* _Verilen metin_:
Alex yine ne yapıp edip kendi etkinliğini bir şekilde yaratabilir, yine orta sahada zayıf karnımız olsa da mecburen forma Selçuk Şahin'in olmalıdır, her ne kadar bence Gökay daha iyi bir tercih olsa da Aykut Kocaman'ın bu seneki en büyük yanlışı olarak bu oyuncuyu bir türlü kazanma yoluna gitmemesi ve bu sebeple maç tecrübesinin olmaması ibreyi yine Selçuk'a çeviriyor. Diğer orta saha oyuncuları Topuz ve Cristian ise hiç olmadıkları kadar sert oynamaları ve mücadeleyi bir an olsun bırakmamaları halinde orta sahadaki ezici Galatasaray üstünlüğünü dengeleyecek isimler. Savunmada Yobo'nun yanına istemesem de Bekir'i tercih ederim, Serdar Kesimal'ın bu maçı kaldıramayacak kadar yumuşak bir oyuncu olması nedeniyle. Son olarak 11'i yapacak olursam; Volkan- Gökhan, Yobo, Bekir, Ziegler- M.Topuz, Cristian, Dia, Caner,- Alex, Sow bu maç için sahaya süreceğim isimlerdir.

* _Yapmanız gereken_: Maç için kadro tercihlerini anlatan yazıyı, son cümlesinin ardından sürdürün. Bu iş için listeye ihtiyacınız yoktur.

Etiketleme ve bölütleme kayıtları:
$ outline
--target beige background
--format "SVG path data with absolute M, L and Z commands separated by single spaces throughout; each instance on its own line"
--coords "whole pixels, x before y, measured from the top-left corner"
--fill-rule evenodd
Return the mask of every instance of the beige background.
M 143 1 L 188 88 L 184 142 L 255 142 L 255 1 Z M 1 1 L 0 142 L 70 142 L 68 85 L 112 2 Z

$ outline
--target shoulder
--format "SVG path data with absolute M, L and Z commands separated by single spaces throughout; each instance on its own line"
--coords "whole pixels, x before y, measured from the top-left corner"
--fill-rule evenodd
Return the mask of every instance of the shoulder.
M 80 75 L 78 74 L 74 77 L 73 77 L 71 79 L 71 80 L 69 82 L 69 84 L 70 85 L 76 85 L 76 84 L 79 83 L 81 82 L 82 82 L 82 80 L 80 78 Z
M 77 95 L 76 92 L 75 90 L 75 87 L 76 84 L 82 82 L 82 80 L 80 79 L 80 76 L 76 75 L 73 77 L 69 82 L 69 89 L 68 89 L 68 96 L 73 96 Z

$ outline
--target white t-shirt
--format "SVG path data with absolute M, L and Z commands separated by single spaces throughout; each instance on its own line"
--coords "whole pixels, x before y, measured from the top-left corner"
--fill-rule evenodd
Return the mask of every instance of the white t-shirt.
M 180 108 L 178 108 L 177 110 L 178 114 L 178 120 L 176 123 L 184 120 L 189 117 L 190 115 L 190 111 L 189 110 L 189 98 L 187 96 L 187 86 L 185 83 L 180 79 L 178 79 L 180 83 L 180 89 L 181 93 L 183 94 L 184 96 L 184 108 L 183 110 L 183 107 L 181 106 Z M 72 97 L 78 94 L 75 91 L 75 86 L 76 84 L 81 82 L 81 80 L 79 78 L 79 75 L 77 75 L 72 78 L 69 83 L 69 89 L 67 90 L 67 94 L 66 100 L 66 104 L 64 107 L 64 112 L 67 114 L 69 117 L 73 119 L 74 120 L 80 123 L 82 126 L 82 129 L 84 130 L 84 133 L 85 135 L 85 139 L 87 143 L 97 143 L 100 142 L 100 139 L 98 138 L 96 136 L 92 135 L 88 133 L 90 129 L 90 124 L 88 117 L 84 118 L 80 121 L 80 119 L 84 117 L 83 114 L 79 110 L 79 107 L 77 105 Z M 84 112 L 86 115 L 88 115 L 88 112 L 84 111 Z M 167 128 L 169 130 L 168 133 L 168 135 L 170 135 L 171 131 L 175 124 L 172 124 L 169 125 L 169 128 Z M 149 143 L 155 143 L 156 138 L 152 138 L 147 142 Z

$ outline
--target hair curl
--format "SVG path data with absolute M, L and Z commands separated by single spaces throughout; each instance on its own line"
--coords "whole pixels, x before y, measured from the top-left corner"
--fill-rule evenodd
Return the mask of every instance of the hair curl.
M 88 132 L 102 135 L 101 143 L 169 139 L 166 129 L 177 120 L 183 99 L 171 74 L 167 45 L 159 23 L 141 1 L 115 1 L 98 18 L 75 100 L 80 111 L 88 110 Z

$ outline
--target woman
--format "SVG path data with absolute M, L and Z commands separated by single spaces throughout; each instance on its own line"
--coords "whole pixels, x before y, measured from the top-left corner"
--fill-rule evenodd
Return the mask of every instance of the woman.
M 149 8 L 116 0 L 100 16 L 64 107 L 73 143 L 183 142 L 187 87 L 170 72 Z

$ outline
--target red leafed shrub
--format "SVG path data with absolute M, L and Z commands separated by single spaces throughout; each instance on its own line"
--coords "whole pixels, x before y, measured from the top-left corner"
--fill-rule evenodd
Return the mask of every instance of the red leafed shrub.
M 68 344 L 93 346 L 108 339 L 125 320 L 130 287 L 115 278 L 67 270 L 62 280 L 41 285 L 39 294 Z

* _Görev çıktısı_:
Bahsettiğim 11 benim şahsi kanaatim ve muhtemelen Aykut Kocaman yine kendi bildiği klasik 11'ini ortaya koyacak, tek yapmamasını dilediğim daha önceki iki maç yaptığı gibi Alex'ten forvet yaratıp Sow'u kanat oynatma fikrine kapılmaması. Yazının ana düşüncesinde de dediğim gibi bu hafta ligin kader haftası ve hoca da bunun bilincinde ve bana göre defansif anlayışı bir kenara bırakıp sahaya kazanmak için çıkacaktır. Bir Fenerbahçeli olarak dileğim sene başından beri çok az izlediğimiz son Galatasaray maçının ilk 25 dakikasını tüm maça yaymış bir Fenerbahçe görmek ve deplasmanda GS karşısından zaferle dönmek, bir futbol sever olarak da dileğim hafta sonu oynanacak diğer Barcelona-Real Madrid ve Arsenal-Chelsea derbileri kalitesinde ve mücadelesinde bir maç izlemek gerçi son dilediğim imkansıza yakın bir şey o yüzden ben sadece Fenerbahçe'nin kazanmasını diliyorum.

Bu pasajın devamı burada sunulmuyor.